SELECTED EXCERPT
********

Kendra has a lovely family, and may end up saying “one’s enough”, which is fine. It is enough for many people I have known, and it should be okay with the rest of us. It’s called choice, and we all have it. They have a precious child in Hank 4, he may be all they ever need or want. And I also believe both parents should be ready and really want a child before they deliberately have one. JMO.

Romy on

She seems to barely like big Hank these days when you watch Kendra on top. She seems very into herself, and not as into him now that he’s not an NFL player. Maybe that’s just my perception, but she sure does not seem loving and supportive unless she needs something.

Rachel on

I don’t think your ever truly “ready”. I struggled for a while with the decision to have another one. Now I’m expecting and I can’t wait to meet my new baby.

Maria on

I haven’t seen this season of her show yet- when and what channel? She is okay but I think big Hank is a babe and a sweetheart so I will watch to see him! So anyway- my husband and I have one 2 yr old little boy- and we think pretty likely we will keep him as an only child. I get pangs for sure- every month really, of wanting to create another life. But the work of it turns me away from doing it. I like having time to spend with my husband and alone- and to be able to give our son the best of everything we can. I may regret some day not having another but I know so many parents with more than one who are so much more overwhelmed with parenting than we are with our 2 adults to one child ratio. They feel like they can’t ever give their kids full attention as it is divided. Of course one of my siblings has 5 kids and loves that so to each their own but I think a mom dad and one child can make for a lovely and compete family.

********

STORED ROWS
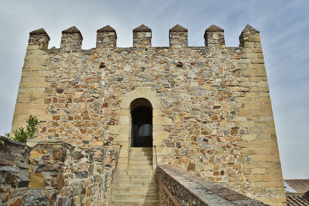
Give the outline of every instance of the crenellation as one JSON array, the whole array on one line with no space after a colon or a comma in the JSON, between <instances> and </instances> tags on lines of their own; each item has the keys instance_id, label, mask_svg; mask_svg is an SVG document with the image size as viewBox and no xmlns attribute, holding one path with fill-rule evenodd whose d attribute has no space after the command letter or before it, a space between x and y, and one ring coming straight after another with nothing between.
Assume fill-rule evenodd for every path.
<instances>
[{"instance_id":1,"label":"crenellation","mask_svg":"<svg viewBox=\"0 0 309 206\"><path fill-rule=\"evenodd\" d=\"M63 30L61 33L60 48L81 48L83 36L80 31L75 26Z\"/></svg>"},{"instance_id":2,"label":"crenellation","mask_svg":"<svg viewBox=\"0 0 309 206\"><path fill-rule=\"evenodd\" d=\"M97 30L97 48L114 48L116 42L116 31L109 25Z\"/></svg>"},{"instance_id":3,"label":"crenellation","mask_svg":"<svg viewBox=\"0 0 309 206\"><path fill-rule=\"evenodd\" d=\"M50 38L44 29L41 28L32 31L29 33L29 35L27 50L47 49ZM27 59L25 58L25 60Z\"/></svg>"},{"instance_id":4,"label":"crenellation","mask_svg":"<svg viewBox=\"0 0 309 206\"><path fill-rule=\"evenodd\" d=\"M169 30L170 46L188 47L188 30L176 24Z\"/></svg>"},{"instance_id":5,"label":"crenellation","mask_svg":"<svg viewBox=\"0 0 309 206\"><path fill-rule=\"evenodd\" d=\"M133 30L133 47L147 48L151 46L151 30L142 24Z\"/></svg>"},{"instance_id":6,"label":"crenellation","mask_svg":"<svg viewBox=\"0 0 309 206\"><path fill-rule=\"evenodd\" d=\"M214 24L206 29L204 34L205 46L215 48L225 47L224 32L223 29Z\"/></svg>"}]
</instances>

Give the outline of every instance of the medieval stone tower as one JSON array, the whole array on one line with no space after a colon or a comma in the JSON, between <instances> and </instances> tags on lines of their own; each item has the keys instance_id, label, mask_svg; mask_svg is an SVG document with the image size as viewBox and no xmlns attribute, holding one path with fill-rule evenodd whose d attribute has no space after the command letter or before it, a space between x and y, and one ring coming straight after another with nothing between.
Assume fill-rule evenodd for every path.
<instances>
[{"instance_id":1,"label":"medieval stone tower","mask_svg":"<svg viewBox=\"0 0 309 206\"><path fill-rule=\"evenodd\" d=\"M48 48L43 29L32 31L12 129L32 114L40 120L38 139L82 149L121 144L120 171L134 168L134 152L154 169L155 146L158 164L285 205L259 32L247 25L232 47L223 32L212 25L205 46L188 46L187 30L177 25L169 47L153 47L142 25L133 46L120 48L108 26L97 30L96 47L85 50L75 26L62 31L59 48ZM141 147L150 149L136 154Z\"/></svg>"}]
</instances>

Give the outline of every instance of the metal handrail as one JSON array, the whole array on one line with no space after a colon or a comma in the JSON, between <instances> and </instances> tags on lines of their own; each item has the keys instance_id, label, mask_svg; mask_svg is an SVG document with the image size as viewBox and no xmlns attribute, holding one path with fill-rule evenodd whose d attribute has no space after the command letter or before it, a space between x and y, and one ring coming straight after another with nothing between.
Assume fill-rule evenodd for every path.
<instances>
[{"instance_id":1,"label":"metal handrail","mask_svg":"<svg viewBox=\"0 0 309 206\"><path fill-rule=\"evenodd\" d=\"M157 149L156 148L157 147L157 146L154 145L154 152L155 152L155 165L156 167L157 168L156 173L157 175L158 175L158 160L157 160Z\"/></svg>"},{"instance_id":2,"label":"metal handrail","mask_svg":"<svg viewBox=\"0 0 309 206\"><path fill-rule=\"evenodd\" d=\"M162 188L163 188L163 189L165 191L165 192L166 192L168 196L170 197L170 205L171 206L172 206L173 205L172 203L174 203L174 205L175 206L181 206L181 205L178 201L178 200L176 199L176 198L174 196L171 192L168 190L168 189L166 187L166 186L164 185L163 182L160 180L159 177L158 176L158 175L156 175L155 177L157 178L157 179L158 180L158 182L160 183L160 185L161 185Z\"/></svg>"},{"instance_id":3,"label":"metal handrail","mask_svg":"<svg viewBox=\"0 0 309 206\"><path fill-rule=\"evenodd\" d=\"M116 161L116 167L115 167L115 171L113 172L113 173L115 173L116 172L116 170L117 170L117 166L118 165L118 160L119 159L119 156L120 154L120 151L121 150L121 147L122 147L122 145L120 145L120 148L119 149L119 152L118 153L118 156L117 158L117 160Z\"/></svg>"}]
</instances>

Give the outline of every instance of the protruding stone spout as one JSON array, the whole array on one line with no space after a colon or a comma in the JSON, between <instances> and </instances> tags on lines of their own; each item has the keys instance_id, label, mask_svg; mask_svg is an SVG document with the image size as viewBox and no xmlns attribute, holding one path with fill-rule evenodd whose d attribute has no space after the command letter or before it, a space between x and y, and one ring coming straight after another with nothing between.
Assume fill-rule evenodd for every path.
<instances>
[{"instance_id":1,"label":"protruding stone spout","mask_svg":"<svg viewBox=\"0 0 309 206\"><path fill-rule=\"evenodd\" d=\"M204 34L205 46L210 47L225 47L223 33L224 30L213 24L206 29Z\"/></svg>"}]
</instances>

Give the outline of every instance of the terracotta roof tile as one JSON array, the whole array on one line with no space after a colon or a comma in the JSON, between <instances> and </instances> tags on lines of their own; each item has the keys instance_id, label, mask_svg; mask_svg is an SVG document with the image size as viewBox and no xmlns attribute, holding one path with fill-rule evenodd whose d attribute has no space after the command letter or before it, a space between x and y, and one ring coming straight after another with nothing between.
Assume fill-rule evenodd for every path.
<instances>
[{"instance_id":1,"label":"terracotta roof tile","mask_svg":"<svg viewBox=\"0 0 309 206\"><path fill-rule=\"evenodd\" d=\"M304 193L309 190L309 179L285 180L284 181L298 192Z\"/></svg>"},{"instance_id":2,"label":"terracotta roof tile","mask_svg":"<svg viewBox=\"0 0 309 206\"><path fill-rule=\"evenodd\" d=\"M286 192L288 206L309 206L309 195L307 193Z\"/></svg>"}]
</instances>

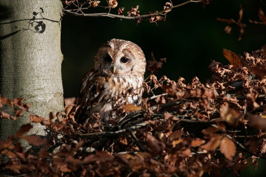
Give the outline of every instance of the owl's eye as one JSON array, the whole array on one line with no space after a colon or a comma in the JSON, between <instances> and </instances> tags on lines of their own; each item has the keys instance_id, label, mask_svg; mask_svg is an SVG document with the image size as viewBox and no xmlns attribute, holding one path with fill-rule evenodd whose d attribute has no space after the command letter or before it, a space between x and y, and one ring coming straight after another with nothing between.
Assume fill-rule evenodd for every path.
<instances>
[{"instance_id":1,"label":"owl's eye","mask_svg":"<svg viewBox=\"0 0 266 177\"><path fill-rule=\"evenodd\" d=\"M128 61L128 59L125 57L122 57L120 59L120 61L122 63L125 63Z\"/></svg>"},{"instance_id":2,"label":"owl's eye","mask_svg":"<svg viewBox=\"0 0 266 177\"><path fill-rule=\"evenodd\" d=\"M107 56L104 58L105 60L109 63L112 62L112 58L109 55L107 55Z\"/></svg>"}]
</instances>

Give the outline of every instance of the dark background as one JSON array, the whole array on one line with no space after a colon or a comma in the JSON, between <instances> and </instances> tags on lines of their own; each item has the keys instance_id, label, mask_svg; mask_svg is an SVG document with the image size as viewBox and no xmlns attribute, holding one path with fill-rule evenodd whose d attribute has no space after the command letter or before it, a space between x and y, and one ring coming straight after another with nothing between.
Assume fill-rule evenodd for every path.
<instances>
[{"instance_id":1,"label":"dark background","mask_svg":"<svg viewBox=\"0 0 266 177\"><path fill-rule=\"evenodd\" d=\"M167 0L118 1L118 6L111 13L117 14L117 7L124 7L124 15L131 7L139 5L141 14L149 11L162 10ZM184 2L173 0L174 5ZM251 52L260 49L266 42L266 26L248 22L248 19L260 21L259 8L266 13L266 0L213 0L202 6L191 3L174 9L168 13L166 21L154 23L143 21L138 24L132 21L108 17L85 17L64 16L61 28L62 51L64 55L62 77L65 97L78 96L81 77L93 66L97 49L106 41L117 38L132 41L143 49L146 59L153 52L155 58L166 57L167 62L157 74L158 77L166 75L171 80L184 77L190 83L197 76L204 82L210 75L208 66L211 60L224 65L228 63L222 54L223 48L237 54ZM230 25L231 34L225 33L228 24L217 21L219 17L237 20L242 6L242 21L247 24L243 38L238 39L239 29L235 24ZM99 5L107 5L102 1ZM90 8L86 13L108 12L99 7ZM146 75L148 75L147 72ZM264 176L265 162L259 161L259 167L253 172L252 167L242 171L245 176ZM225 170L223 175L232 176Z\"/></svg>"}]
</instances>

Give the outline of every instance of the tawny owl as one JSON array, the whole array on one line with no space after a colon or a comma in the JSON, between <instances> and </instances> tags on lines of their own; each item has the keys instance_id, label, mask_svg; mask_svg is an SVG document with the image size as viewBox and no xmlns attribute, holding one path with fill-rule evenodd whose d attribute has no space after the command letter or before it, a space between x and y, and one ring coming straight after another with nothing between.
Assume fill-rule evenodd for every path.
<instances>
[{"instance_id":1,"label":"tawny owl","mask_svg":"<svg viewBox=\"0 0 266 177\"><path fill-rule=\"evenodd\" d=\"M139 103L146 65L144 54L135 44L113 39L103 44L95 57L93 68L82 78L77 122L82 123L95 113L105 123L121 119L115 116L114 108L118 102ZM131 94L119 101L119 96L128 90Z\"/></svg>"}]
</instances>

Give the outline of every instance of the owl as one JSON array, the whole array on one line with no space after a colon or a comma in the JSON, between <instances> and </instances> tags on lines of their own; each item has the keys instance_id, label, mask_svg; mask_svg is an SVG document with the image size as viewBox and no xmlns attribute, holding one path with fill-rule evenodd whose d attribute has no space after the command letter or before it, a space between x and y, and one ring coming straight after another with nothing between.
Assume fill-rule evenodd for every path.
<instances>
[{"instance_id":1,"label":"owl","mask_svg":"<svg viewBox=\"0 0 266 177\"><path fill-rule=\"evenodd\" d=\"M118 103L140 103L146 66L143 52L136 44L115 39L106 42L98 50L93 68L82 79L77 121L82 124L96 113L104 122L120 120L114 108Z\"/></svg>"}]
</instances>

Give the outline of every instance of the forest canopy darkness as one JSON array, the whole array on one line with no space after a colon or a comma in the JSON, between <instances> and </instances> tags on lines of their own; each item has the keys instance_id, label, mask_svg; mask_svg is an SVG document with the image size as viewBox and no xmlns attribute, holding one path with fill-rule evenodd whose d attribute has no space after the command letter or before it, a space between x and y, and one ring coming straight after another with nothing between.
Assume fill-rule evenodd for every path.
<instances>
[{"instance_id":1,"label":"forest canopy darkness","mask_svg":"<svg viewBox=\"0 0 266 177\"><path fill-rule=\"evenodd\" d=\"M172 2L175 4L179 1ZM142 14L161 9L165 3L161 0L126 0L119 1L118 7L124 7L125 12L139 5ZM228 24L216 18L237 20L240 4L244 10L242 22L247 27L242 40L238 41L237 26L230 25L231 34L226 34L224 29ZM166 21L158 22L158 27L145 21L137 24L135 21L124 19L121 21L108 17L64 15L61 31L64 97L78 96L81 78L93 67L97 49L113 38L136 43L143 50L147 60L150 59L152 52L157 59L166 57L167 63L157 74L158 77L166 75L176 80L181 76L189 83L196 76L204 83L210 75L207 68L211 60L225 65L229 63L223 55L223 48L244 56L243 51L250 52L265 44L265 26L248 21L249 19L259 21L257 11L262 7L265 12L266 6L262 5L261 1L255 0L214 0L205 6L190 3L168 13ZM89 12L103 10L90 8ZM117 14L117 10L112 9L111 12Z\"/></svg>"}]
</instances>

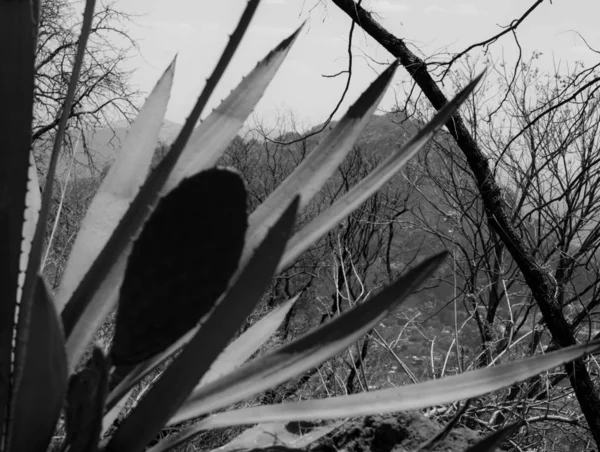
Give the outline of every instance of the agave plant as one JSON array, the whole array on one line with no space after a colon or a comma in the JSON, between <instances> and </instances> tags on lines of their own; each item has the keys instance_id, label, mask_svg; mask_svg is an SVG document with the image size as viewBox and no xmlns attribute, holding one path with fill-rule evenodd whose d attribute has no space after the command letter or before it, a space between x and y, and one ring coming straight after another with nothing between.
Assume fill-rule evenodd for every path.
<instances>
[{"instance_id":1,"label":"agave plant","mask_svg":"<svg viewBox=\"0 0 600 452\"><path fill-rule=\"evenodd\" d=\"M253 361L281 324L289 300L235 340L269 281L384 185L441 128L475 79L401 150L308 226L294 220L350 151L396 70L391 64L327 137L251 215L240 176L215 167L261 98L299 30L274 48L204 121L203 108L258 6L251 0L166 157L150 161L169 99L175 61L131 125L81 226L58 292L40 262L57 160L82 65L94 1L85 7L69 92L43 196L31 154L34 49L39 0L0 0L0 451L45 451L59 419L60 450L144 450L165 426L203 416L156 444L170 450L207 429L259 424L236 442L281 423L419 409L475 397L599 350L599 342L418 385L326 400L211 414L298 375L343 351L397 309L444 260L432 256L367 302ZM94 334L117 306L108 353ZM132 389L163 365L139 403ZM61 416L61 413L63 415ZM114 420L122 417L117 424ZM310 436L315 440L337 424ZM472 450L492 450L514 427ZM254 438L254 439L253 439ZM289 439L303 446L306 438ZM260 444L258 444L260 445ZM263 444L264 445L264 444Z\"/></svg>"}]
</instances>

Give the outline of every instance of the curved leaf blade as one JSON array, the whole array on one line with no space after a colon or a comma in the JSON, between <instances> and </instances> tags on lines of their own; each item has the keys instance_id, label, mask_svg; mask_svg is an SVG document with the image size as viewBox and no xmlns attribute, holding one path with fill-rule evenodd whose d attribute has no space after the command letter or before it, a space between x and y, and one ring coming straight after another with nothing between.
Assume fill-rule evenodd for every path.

********

WHAT TO DO
Extend the reader comments on Kendra's family, picking up after Maria's last sentence. The rows stand apart from the reader comments on Kendra's family.

RESPONSE TO THIS TASK
Zelda on

My husband and I have a toddler son and are only planning one. The truth is I don’t miss the baby days, but he was a very difficult infant (major colic, horrible sleeping)….he has turned into such an easygoing toddler and we enjoy him so much, but neither one of us misses the infant stage one bit and we like our little family of three.

It’s just our style. Everyone is different and IMO each couple has to decide how many kids to have (or if they want any at all). We’ve gotten a lot of flack about our choice to only have one…like, “How can you do that to your child?” kind of deal. MYOB!!!

stacey on

kendra, DON”T have any more kids. You’re alreadyb wanting to push the little boy you have out the door by sending him to school at 2 years old, and now you are cringing at the sight of a newborn. You’re really not the motherly type, ya think????????

Sandy on

GROW UP Kendra!!!! So it’s still all about you??? Maybe Hank would like someone to play with when your out partying and shaking your thang! Selfish indeed.

blessedwithboys on

I think if you aren’t ready yet, or just know you are happy with one and done, then it’s very mature to decide to hold off. Too many people reproduce without forethought. I think Mrs. Baskett is very smart! Go Kendra, Go Kendra!!!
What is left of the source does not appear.